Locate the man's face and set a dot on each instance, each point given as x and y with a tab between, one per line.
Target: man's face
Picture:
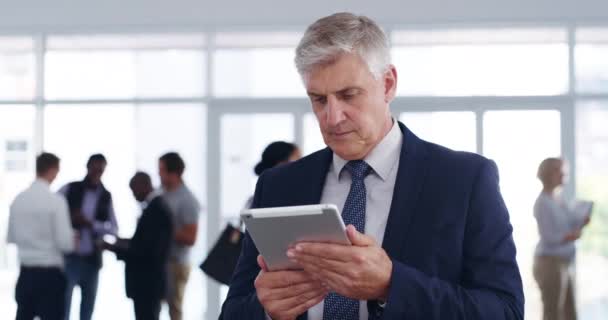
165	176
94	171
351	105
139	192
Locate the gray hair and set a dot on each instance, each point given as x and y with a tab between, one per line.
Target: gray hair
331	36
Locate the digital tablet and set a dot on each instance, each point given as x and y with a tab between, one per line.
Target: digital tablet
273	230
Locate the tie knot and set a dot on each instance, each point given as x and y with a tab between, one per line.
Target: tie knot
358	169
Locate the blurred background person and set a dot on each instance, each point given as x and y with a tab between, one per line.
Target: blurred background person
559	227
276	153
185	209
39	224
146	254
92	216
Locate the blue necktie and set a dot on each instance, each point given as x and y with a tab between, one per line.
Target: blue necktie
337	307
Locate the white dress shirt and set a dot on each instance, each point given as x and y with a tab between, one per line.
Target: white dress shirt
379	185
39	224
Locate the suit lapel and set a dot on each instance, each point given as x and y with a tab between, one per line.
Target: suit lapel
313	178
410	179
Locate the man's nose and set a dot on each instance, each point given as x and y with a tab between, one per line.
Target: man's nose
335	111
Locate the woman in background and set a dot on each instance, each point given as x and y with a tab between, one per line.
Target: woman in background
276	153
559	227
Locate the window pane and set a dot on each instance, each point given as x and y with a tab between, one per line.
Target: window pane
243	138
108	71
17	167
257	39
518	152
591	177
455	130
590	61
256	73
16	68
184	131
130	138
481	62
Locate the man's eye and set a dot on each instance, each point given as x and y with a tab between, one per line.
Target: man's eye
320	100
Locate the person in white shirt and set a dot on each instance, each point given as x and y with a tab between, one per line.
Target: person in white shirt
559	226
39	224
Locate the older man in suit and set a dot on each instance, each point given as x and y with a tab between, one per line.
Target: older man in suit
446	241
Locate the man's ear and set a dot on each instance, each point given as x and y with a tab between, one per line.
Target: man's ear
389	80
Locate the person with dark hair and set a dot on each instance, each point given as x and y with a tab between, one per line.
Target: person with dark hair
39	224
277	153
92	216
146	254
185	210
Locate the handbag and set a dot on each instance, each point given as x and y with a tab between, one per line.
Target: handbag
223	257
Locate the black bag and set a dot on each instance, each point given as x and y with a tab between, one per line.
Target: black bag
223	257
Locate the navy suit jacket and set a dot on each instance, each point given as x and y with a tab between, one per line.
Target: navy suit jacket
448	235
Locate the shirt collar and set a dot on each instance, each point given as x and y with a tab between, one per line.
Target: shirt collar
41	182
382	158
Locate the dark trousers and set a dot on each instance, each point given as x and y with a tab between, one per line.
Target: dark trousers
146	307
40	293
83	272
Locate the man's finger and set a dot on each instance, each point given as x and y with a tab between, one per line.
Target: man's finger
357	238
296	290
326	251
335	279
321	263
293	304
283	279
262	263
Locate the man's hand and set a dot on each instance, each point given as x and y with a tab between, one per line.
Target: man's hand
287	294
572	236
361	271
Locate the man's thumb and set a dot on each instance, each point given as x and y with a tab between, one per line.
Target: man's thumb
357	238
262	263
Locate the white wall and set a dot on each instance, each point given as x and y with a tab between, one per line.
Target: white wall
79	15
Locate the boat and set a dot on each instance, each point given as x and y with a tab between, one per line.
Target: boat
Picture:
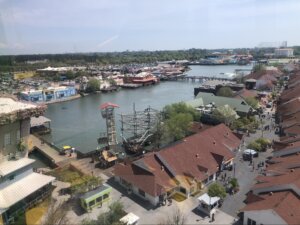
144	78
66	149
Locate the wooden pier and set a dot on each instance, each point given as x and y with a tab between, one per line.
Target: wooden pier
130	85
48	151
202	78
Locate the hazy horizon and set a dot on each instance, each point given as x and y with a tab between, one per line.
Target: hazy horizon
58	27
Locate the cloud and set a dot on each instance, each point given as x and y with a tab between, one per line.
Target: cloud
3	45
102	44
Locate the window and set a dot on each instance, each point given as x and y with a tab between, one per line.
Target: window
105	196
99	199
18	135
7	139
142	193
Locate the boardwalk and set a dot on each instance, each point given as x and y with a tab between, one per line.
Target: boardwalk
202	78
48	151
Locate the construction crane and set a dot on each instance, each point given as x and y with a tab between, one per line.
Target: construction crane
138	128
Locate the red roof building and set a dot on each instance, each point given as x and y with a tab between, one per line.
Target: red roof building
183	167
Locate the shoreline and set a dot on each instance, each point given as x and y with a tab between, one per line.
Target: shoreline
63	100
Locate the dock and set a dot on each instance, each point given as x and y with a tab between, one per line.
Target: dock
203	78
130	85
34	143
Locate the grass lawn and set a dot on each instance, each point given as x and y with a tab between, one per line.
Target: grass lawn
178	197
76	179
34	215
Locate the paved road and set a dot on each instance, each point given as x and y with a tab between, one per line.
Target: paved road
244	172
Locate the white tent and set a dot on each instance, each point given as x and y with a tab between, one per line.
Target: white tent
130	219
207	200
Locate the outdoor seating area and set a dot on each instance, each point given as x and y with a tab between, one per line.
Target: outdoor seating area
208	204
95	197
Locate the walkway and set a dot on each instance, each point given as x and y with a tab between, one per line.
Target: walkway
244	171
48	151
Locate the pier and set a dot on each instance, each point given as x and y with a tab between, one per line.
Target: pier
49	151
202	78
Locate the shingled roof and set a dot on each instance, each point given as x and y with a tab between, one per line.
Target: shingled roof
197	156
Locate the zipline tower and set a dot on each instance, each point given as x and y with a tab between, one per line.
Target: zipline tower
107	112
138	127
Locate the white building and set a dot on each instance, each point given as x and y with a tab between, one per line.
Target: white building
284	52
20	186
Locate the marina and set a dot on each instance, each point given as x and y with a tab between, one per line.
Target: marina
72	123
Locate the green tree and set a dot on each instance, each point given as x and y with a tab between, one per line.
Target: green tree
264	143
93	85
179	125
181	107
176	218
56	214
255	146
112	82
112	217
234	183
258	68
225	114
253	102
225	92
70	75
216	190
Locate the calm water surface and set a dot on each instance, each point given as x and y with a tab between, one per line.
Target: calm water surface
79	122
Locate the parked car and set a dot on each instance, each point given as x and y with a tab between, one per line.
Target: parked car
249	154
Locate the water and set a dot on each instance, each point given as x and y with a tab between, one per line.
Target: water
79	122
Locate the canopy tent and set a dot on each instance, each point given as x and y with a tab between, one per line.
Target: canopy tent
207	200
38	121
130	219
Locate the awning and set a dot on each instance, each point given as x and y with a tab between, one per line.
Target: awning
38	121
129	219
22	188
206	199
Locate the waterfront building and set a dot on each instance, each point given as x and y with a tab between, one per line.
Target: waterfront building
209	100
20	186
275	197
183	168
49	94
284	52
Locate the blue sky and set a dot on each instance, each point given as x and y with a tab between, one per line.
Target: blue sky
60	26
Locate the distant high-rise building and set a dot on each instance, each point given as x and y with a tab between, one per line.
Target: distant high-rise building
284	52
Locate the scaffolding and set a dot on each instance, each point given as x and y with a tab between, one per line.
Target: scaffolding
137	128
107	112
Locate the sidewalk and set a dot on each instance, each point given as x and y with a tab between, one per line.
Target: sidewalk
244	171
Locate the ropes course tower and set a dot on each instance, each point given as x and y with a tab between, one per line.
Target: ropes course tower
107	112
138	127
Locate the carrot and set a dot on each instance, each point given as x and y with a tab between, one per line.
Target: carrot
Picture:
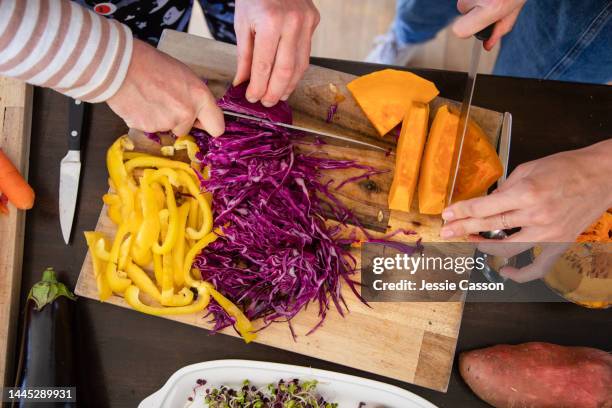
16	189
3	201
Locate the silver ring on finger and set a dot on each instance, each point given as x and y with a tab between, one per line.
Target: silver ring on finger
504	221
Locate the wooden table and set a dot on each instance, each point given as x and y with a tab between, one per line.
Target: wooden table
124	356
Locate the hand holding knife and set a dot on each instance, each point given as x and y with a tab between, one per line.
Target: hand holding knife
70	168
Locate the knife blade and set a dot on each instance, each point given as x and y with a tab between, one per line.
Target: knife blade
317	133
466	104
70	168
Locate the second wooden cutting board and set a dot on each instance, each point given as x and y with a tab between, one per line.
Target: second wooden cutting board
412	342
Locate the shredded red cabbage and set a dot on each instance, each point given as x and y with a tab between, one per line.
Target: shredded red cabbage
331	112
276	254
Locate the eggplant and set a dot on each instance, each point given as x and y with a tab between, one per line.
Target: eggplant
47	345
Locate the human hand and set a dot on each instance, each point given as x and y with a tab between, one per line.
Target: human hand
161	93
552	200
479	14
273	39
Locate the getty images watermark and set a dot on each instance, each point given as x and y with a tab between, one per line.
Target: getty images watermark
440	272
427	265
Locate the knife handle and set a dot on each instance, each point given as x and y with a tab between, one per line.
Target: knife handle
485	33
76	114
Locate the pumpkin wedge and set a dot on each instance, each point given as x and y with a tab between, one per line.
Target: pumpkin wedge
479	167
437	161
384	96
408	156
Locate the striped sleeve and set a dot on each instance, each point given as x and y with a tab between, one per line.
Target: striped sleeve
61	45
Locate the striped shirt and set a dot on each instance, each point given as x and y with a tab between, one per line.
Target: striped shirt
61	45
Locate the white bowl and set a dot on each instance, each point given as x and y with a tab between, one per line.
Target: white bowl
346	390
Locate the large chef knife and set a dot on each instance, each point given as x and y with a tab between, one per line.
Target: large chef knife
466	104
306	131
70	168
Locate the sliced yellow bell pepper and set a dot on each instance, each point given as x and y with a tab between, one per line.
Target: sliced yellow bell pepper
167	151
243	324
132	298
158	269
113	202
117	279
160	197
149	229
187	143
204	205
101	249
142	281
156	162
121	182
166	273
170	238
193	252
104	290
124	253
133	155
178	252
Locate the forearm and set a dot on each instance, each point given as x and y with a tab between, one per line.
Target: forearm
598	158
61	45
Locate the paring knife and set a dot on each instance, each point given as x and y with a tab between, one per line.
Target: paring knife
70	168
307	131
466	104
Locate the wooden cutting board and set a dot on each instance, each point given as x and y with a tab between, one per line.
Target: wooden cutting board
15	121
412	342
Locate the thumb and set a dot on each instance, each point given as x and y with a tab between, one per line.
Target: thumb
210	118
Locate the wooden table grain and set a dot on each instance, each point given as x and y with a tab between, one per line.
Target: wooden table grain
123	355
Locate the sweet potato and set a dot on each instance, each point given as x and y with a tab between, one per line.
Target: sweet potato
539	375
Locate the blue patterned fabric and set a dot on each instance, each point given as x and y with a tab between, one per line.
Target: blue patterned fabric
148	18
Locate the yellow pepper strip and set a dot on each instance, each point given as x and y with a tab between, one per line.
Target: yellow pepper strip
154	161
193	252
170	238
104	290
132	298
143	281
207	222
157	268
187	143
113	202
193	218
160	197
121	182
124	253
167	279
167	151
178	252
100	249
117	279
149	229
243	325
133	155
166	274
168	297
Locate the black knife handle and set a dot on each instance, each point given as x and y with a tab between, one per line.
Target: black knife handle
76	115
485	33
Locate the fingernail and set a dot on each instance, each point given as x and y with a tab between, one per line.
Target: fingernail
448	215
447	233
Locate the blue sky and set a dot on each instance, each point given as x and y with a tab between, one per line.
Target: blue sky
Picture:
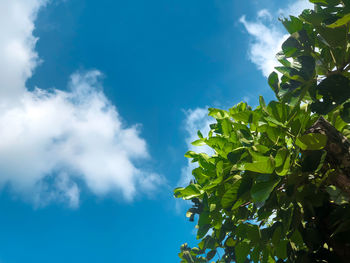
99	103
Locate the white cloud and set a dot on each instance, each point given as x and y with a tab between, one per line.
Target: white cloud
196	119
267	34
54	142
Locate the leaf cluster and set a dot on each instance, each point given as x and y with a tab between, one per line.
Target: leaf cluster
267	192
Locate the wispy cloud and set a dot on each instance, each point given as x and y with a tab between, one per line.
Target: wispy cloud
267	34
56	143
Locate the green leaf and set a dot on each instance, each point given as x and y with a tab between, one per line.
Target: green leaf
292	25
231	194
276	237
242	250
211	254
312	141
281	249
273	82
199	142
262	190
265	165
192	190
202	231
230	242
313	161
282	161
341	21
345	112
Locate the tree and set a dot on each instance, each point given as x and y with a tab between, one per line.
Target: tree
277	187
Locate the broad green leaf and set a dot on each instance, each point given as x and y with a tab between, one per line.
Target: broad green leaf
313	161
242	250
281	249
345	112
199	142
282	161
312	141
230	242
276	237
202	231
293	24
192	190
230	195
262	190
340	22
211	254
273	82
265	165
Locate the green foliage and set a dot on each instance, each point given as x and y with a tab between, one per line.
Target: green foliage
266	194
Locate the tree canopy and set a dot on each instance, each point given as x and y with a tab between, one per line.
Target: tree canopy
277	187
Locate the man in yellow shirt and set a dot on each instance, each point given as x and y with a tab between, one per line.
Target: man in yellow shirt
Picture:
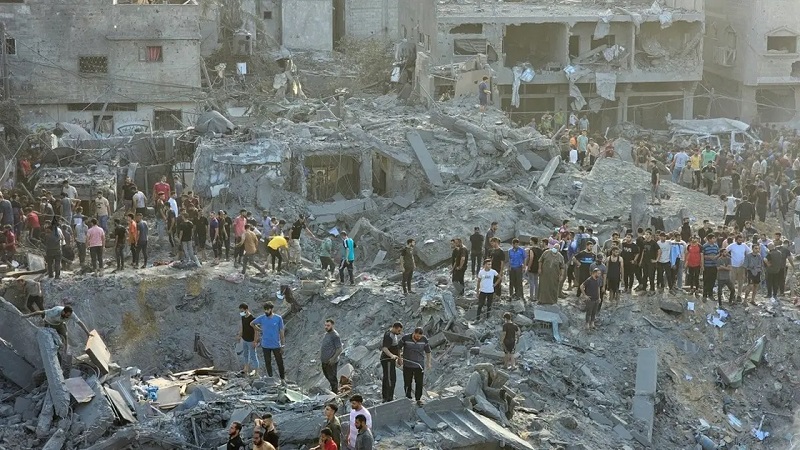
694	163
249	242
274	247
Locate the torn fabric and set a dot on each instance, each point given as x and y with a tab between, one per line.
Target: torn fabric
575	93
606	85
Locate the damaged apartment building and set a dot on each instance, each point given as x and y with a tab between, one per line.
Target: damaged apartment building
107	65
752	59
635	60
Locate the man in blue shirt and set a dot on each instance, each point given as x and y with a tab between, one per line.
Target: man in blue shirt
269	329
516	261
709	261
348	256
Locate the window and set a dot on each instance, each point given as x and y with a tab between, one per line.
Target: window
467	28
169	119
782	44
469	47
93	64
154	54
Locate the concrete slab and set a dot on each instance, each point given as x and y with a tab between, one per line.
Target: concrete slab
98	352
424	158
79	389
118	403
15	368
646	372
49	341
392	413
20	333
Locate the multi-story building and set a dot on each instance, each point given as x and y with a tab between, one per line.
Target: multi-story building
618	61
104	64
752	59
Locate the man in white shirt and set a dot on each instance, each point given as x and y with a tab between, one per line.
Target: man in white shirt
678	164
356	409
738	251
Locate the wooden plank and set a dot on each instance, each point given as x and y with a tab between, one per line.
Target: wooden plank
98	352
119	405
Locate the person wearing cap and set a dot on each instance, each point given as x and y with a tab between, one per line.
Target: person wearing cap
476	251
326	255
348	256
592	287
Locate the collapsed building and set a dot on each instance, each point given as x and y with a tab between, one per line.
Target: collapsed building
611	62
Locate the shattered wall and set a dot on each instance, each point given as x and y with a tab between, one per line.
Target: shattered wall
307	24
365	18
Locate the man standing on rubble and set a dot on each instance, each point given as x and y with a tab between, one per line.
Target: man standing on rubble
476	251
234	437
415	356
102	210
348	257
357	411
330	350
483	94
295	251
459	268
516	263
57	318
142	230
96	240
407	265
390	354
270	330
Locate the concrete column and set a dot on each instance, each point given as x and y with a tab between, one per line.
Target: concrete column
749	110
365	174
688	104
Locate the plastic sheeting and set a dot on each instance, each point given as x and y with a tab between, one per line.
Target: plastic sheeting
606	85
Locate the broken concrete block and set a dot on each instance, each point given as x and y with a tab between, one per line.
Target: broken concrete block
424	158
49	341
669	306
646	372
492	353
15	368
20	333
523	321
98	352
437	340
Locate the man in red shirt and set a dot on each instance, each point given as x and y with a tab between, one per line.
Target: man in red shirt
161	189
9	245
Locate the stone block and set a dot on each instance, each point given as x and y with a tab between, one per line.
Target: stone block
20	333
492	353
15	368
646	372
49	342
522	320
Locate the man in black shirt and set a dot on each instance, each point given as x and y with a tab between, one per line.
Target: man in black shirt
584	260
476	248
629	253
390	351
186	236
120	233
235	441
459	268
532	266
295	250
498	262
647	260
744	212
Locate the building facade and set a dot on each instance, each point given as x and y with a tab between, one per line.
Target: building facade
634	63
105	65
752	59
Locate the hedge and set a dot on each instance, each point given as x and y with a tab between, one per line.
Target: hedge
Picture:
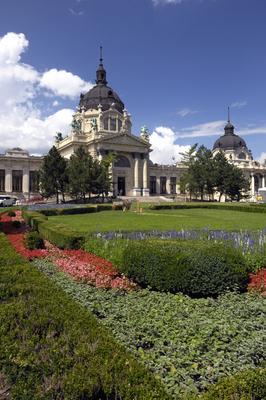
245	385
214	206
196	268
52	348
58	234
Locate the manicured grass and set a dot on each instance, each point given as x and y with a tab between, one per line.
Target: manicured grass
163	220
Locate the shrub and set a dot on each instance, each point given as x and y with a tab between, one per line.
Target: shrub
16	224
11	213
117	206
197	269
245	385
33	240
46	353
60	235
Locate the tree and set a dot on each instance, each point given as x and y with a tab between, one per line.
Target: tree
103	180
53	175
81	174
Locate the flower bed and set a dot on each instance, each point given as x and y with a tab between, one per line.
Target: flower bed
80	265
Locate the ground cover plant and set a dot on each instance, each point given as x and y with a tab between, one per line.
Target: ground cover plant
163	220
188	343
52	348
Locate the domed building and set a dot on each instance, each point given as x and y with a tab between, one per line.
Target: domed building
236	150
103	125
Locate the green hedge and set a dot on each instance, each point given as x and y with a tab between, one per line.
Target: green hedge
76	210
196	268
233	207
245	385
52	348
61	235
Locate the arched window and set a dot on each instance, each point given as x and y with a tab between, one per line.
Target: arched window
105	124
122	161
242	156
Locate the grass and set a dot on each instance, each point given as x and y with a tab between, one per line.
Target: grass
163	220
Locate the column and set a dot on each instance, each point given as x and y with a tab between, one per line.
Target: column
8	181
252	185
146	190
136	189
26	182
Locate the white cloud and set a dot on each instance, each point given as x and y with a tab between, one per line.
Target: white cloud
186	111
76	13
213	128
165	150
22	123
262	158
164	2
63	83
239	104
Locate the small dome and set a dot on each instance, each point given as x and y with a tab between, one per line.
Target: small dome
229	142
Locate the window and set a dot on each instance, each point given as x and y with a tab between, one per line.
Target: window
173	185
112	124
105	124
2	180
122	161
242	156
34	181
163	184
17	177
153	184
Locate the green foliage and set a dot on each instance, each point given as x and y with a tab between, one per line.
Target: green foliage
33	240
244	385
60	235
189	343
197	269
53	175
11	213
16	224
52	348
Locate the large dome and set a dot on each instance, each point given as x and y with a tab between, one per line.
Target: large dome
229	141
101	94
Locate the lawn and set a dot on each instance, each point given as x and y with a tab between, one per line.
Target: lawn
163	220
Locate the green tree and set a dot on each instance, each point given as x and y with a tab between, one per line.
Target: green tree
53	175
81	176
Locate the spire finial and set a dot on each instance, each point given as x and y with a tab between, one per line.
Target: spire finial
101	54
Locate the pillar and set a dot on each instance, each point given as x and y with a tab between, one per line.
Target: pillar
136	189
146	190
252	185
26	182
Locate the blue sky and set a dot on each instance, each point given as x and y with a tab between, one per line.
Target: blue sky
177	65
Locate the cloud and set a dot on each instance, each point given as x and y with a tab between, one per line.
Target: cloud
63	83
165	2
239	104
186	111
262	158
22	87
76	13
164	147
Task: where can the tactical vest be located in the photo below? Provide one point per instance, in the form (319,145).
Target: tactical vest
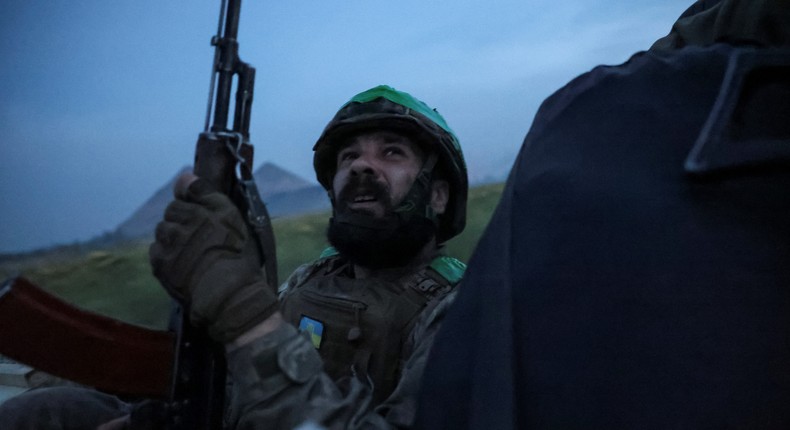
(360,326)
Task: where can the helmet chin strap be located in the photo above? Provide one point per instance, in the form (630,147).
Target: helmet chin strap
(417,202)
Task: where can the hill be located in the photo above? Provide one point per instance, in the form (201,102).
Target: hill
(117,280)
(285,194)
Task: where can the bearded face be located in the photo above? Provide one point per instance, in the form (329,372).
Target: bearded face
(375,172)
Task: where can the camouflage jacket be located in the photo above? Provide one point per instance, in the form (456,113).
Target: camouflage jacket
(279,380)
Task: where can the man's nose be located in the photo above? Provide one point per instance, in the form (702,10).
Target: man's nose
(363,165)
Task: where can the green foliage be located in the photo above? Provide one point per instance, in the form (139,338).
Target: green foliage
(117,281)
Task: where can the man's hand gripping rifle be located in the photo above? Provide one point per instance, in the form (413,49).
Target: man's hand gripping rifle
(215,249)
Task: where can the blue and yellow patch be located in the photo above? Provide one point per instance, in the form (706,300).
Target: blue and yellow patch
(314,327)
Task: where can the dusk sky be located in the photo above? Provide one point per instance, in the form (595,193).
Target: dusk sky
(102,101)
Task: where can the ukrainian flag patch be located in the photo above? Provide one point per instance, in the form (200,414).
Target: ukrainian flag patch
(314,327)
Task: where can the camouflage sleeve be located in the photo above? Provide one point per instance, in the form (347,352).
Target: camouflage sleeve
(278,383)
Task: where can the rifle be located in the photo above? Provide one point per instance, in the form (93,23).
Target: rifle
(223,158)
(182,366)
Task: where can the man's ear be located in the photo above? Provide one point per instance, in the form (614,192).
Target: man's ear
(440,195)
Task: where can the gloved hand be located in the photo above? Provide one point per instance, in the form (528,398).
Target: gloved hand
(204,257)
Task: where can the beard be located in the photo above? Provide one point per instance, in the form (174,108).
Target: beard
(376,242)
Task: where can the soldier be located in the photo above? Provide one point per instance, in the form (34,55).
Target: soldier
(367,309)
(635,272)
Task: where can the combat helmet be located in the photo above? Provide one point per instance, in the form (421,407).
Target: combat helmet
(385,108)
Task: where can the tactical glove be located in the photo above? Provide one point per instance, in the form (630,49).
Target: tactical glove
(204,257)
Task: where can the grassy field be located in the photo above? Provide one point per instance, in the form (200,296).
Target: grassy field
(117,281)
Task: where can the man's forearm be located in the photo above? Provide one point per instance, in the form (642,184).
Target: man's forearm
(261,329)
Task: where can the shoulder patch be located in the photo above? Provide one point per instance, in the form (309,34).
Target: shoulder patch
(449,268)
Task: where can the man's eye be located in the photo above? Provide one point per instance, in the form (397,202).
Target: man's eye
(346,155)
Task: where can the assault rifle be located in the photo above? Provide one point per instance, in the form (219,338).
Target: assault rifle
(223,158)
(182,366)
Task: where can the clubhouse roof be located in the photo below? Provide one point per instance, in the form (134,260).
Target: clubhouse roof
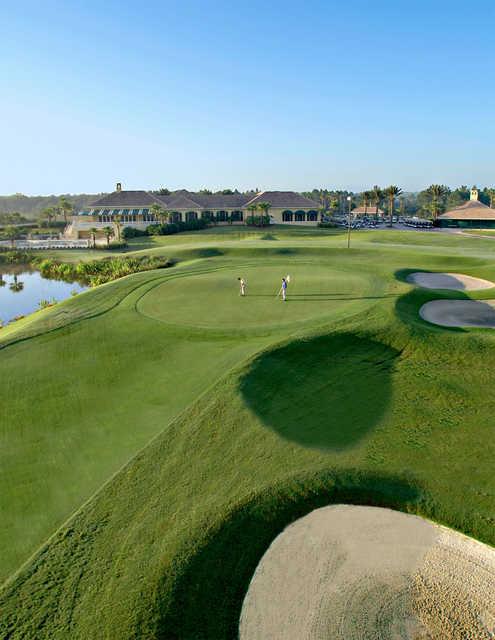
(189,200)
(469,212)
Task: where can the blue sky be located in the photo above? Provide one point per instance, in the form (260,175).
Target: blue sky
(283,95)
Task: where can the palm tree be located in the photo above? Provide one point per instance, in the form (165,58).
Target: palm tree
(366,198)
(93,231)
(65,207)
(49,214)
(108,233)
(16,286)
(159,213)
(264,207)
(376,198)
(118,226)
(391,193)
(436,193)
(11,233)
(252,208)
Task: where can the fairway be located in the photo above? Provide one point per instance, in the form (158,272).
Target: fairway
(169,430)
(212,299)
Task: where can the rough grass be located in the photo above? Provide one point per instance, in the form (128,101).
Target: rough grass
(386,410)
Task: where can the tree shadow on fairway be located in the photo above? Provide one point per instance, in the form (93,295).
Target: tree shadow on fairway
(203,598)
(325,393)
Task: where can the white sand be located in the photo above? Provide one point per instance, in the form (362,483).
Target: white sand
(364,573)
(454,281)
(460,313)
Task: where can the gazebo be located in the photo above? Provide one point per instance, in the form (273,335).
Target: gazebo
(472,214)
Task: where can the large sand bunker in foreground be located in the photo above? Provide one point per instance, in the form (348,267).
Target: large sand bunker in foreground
--
• **EXERCISE REQUIREMENTS**: Whenever a line in the data holds "boat", copy that line.

• **YOUR RESPONSE**:
Locate the boat and set a dot on each instance, each point given as x and y with a tab between, one per line.
Target: boat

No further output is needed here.